Location labeling records:
## begin

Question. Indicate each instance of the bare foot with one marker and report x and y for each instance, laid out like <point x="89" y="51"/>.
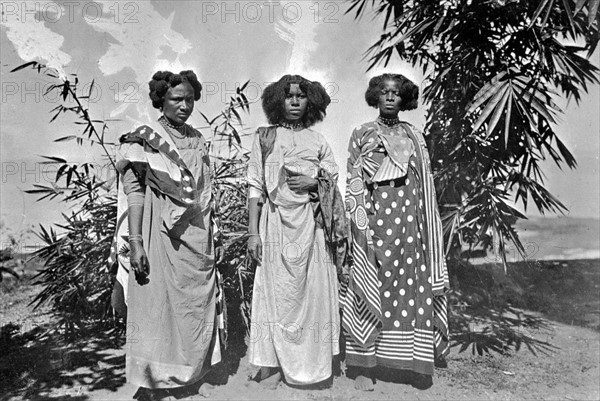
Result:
<point x="268" y="377"/>
<point x="205" y="389"/>
<point x="363" y="383"/>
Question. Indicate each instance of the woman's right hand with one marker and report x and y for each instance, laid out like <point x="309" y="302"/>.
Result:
<point x="139" y="262"/>
<point x="255" y="247"/>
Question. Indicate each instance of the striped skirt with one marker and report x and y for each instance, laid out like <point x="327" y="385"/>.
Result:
<point x="411" y="314"/>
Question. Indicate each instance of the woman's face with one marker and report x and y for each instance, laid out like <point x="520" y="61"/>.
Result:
<point x="389" y="99"/>
<point x="179" y="103"/>
<point x="295" y="103"/>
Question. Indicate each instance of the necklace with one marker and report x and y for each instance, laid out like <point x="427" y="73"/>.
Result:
<point x="389" y="122"/>
<point x="174" y="129"/>
<point x="291" y="126"/>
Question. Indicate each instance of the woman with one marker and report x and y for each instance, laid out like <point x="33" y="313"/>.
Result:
<point x="292" y="178"/>
<point x="394" y="307"/>
<point x="173" y="310"/>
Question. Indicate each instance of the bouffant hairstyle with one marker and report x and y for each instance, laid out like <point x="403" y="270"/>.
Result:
<point x="273" y="100"/>
<point x="409" y="92"/>
<point x="163" y="80"/>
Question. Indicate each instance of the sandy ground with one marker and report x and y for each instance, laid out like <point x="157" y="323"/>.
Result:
<point x="545" y="317"/>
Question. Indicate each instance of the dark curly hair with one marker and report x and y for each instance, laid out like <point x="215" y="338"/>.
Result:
<point x="163" y="80"/>
<point x="409" y="92"/>
<point x="273" y="99"/>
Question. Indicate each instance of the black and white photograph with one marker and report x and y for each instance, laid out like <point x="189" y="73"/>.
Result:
<point x="300" y="200"/>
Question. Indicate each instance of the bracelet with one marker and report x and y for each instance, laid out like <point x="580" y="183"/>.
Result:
<point x="135" y="238"/>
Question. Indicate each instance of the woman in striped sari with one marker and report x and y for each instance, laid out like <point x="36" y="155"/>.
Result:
<point x="394" y="307"/>
<point x="165" y="240"/>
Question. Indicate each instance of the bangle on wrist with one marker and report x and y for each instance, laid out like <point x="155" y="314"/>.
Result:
<point x="135" y="238"/>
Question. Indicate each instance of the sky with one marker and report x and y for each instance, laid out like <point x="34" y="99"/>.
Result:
<point x="119" y="45"/>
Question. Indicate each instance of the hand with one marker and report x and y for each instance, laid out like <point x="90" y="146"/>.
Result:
<point x="301" y="183"/>
<point x="255" y="247"/>
<point x="139" y="262"/>
<point x="219" y="254"/>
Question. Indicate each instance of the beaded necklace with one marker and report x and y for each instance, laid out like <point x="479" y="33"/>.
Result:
<point x="388" y="122"/>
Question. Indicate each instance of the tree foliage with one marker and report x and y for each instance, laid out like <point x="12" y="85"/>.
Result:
<point x="76" y="279"/>
<point x="493" y="71"/>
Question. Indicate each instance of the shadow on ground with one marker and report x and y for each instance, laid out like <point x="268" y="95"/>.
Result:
<point x="491" y="311"/>
<point x="33" y="367"/>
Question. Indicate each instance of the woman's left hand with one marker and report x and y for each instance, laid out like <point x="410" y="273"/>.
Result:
<point x="219" y="254"/>
<point x="302" y="183"/>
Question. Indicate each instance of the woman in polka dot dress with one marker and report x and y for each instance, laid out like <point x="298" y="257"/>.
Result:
<point x="394" y="307"/>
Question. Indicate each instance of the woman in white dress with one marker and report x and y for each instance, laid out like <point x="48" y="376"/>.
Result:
<point x="294" y="228"/>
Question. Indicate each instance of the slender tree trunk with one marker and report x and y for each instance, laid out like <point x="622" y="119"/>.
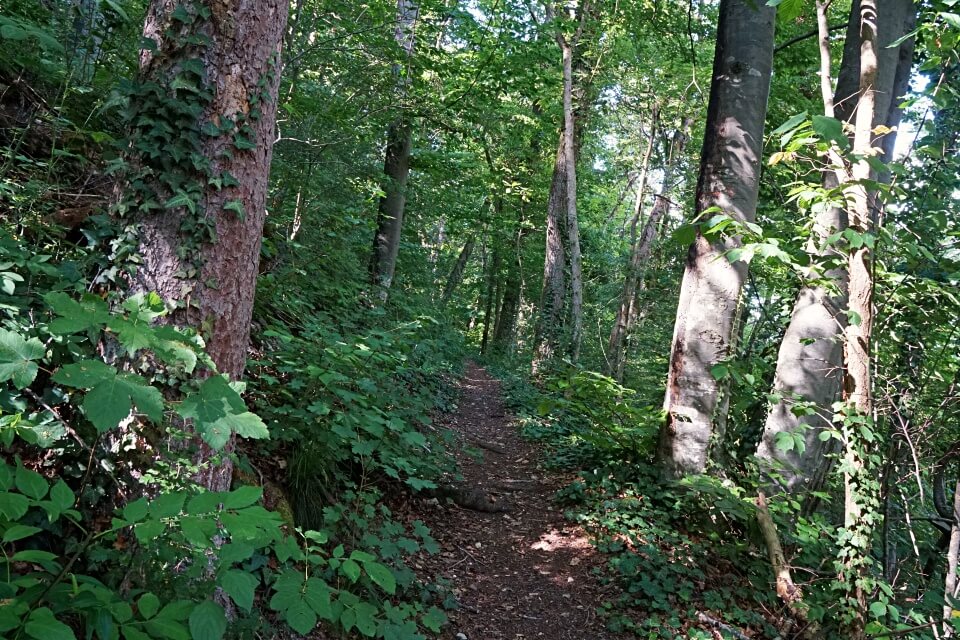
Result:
<point x="858" y="377"/>
<point x="573" y="226"/>
<point x="396" y="166"/>
<point x="953" y="554"/>
<point x="619" y="331"/>
<point x="810" y="361"/>
<point x="504" y="334"/>
<point x="704" y="333"/>
<point x="553" y="294"/>
<point x="489" y="312"/>
<point x="640" y="254"/>
<point x="211" y="281"/>
<point x="459" y="267"/>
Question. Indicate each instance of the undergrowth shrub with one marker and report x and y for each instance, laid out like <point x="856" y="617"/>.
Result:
<point x="105" y="535"/>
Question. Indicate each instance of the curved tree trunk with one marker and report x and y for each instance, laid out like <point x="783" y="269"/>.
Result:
<point x="211" y="280"/>
<point x="704" y="333"/>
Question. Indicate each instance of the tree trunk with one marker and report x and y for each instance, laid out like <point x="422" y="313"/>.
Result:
<point x="810" y="361"/>
<point x="552" y="295"/>
<point x="201" y="257"/>
<point x="396" y="165"/>
<point x="492" y="280"/>
<point x="953" y="554"/>
<point x="858" y="377"/>
<point x="504" y="334"/>
<point x="710" y="291"/>
<point x="618" y="332"/>
<point x="640" y="254"/>
<point x="573" y="227"/>
<point x="459" y="267"/>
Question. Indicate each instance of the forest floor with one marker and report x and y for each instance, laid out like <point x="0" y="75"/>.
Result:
<point x="521" y="572"/>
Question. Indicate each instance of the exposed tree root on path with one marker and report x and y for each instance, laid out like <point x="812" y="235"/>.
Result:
<point x="523" y="573"/>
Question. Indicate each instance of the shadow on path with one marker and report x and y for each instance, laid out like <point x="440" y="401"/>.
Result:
<point x="523" y="573"/>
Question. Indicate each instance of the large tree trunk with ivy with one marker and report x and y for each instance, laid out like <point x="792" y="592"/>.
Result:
<point x="706" y="324"/>
<point x="396" y="165"/>
<point x="858" y="377"/>
<point x="810" y="360"/>
<point x="203" y="130"/>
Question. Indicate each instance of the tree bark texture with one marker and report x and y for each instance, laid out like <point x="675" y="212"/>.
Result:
<point x="858" y="377"/>
<point x="242" y="65"/>
<point x="704" y="332"/>
<point x="617" y="338"/>
<point x="504" y="334"/>
<point x="810" y="360"/>
<point x="396" y="165"/>
<point x="553" y="294"/>
<point x="490" y="307"/>
<point x="573" y="226"/>
<point x="953" y="555"/>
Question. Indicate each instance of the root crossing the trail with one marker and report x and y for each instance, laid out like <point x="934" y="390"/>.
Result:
<point x="519" y="572"/>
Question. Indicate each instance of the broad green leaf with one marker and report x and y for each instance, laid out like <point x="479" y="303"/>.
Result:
<point x="19" y="532"/>
<point x="112" y="400"/>
<point x="831" y="129"/>
<point x="13" y="506"/>
<point x="792" y="123"/>
<point x="317" y="596"/>
<point x="34" y="555"/>
<point x="31" y="483"/>
<point x="242" y="497"/>
<point x="147" y="531"/>
<point x="136" y="510"/>
<point x="208" y="621"/>
<point x="17" y="357"/>
<point x="134" y="334"/>
<point x="350" y="569"/>
<point x="84" y="374"/>
<point x="301" y="617"/>
<point x="434" y="619"/>
<point x="167" y="505"/>
<point x="89" y="313"/>
<point x="43" y="625"/>
<point x="148" y="605"/>
<point x="62" y="496"/>
<point x="248" y="425"/>
<point x="240" y="586"/>
<point x="382" y="576"/>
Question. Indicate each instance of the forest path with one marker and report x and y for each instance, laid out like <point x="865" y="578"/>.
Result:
<point x="524" y="573"/>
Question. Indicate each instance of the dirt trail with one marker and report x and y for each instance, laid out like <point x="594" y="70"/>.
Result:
<point x="520" y="574"/>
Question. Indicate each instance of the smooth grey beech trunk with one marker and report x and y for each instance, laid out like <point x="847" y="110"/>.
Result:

## end

Task requirements »
Rewrite all of the location labeling records with "Mark" substituted for every "Indicate", keeping everything else the same, and leave out the picture lines.

Answer to the task »
Question. Mark each instance of the bare foot with one marker and report x and y for each instance, laid out like <point x="89" y="51"/>.
Result:
<point x="268" y="377"/>
<point x="205" y="389"/>
<point x="363" y="383"/>
Question. Mark each instance of the woman's right hand with one marker and report x and y for each instance, laid out like <point x="309" y="302"/>.
Result:
<point x="139" y="262"/>
<point x="255" y="247"/>
Question. Mark each instance of the striped skirt with one marker and report x and y for each instance, laid out like <point x="327" y="385"/>.
Result:
<point x="411" y="314"/>
Question. Mark each instance of the woman's face with one marker and report x and y for each instance, laid out like <point x="520" y="61"/>.
Result:
<point x="389" y="99"/>
<point x="179" y="103"/>
<point x="295" y="103"/>
Question. Mark each instance of the necklace with one marker and report x and y for each instance, laid out like <point x="427" y="73"/>.
Result:
<point x="389" y="122"/>
<point x="174" y="129"/>
<point x="291" y="126"/>
Question. Mark each instance of the woman with one marker and report x and y for each instance, laid out like <point x="33" y="313"/>.
Result:
<point x="292" y="178"/>
<point x="394" y="307"/>
<point x="173" y="310"/>
Question. Mark each instance of the bouffant hairstyle with one marker and report x and y for each instance, laid out like <point x="403" y="270"/>.
Result:
<point x="273" y="100"/>
<point x="409" y="92"/>
<point x="163" y="80"/>
Question. Mark each instance of the sandy ground with one marker and report x and y for each instance, laid out like <point x="157" y="323"/>.
Result:
<point x="545" y="317"/>
Question. Mark each instance of the dark curly hair with one marker and report x and y for each instance, laid out like <point x="215" y="338"/>.
Result:
<point x="163" y="80"/>
<point x="409" y="92"/>
<point x="273" y="99"/>
Question. Mark each instance of the black and white photograph with one marker and report x and y for each instance, laid out like <point x="189" y="73"/>.
Result:
<point x="300" y="200"/>
Question. Mark each instance of the bracelet with one marker and report x and y for each instance, laid out like <point x="580" y="183"/>.
Result:
<point x="135" y="238"/>
Question. Mark each instance of the woman in striped sari with one marker and report x and y for each instance, laid out like <point x="36" y="155"/>.
Result:
<point x="394" y="307"/>
<point x="165" y="240"/>
Question. Mark each instance of the bangle on wrist with one marker and report x and y for each instance, laid out like <point x="155" y="314"/>.
Result:
<point x="135" y="238"/>
Question. Mark each instance of the sky with one marker and report x and y for each instance, laid out like <point x="34" y="99"/>.
Result:
<point x="119" y="45"/>
Question. Mark each instance of the hand with one marker and report x and y for each instance, laid out like <point x="90" y="146"/>.
Result:
<point x="301" y="183"/>
<point x="255" y="247"/>
<point x="139" y="262"/>
<point x="219" y="254"/>
Question. Mark each instance of the beaded necklace with one marker and report x and y for each instance, laid out like <point x="479" y="33"/>.
Result:
<point x="388" y="122"/>
Question. Mark each instance of the tree foliage with one marker and report x and y for each instance, laid out like <point x="12" y="85"/>.
Result:
<point x="76" y="279"/>
<point x="493" y="71"/>
Question. Mark each instance of the shadow on ground with one marker and report x and y for each instance, laid out like <point x="268" y="95"/>.
Result:
<point x="491" y="311"/>
<point x="33" y="367"/>
Question. Mark each instance of the woman's left hand with one marker and report x and y for each instance, laid out like <point x="410" y="273"/>.
Result:
<point x="219" y="254"/>
<point x="302" y="183"/>
Question. Mark each instance of the woman in polka dot dress with one marker and report x and y for each instance, laid out like <point x="298" y="257"/>.
Result:
<point x="394" y="307"/>
Question. Mark each instance of the woman in white dress with one marker and report x and y for each instance, laid out like <point x="48" y="376"/>.
Result:
<point x="294" y="228"/>
Question. Mark each instance of the slender tree trunk with one marker and report x and y for each instance, laid out like <point x="622" y="119"/>.
Result:
<point x="858" y="377"/>
<point x="573" y="226"/>
<point x="396" y="166"/>
<point x="953" y="554"/>
<point x="619" y="331"/>
<point x="810" y="361"/>
<point x="504" y="334"/>
<point x="704" y="333"/>
<point x="553" y="294"/>
<point x="489" y="312"/>
<point x="640" y="254"/>
<point x="211" y="281"/>
<point x="459" y="267"/>
Question. Mark each instance of the undergrowth shrub with one marker and report x and y for each instance, laid out like <point x="856" y="617"/>.
Result:
<point x="105" y="535"/>
Question. Mark each instance of the curved tree trunk with one marker and report x and y for each instance, laid out like <point x="783" y="269"/>.
Result:
<point x="211" y="280"/>
<point x="704" y="333"/>
Question. Mark each instance of the tree trunk with one marker and report x and y for each instance, laid out like <point x="422" y="313"/>.
Result:
<point x="810" y="361"/>
<point x="552" y="295"/>
<point x="201" y="257"/>
<point x="396" y="165"/>
<point x="492" y="280"/>
<point x="953" y="554"/>
<point x="858" y="377"/>
<point x="504" y="334"/>
<point x="710" y="291"/>
<point x="618" y="332"/>
<point x="640" y="254"/>
<point x="573" y="227"/>
<point x="459" y="267"/>
Question. Mark each instance of the forest floor with one marker and report x and y for each instance, laid out like <point x="0" y="75"/>.
Result:
<point x="521" y="572"/>
Question. Mark each instance of the exposed tree root on path with one marker and report x and y for each instance, laid out like <point x="812" y="235"/>.
Result:
<point x="523" y="573"/>
Question. Mark each instance of the shadow on path with one marker and report x and y for each instance, laid out like <point x="440" y="401"/>.
Result:
<point x="523" y="573"/>
Question. Mark each instance of the large tree trunk with ivy with one marker and report x and y for each instance, laid out like <point x="792" y="592"/>.
Result:
<point x="706" y="324"/>
<point x="396" y="165"/>
<point x="858" y="377"/>
<point x="810" y="360"/>
<point x="203" y="130"/>
Question. Mark each instance of the tree bark texture with one marker and report x and y for each instance, laid out like <point x="675" y="212"/>.
Result:
<point x="858" y="377"/>
<point x="242" y="65"/>
<point x="704" y="332"/>
<point x="617" y="338"/>
<point x="504" y="334"/>
<point x="810" y="360"/>
<point x="396" y="165"/>
<point x="553" y="294"/>
<point x="490" y="307"/>
<point x="573" y="226"/>
<point x="953" y="555"/>
Question. Mark each instance of the root crossing the trail with one marker and report x and y for each instance, laid out like <point x="934" y="390"/>.
Result:
<point x="519" y="572"/>
Question. Mark each instance of the broad green leaf with one marker and report x and y for each instance, laid out like <point x="479" y="303"/>.
Result:
<point x="19" y="532"/>
<point x="112" y="400"/>
<point x="831" y="129"/>
<point x="13" y="506"/>
<point x="792" y="123"/>
<point x="317" y="596"/>
<point x="34" y="555"/>
<point x="31" y="483"/>
<point x="242" y="497"/>
<point x="147" y="531"/>
<point x="136" y="510"/>
<point x="208" y="621"/>
<point x="17" y="357"/>
<point x="134" y="334"/>
<point x="350" y="569"/>
<point x="84" y="374"/>
<point x="301" y="617"/>
<point x="434" y="619"/>
<point x="167" y="505"/>
<point x="89" y="313"/>
<point x="43" y="625"/>
<point x="148" y="605"/>
<point x="62" y="496"/>
<point x="248" y="425"/>
<point x="240" y="586"/>
<point x="382" y="576"/>
Question. Mark each instance of the forest path with one marker and report x and y for each instance, laid out like <point x="865" y="578"/>.
Result:
<point x="524" y="573"/>
Question. Mark each instance of the dirt trail with one marker and report x and y for each instance, laid out like <point x="594" y="70"/>.
Result:
<point x="520" y="574"/>
Question. Mark each instance of the smooth grey beech trunk with one marker and report x and y for each instance, laid out like <point x="847" y="110"/>.
Result:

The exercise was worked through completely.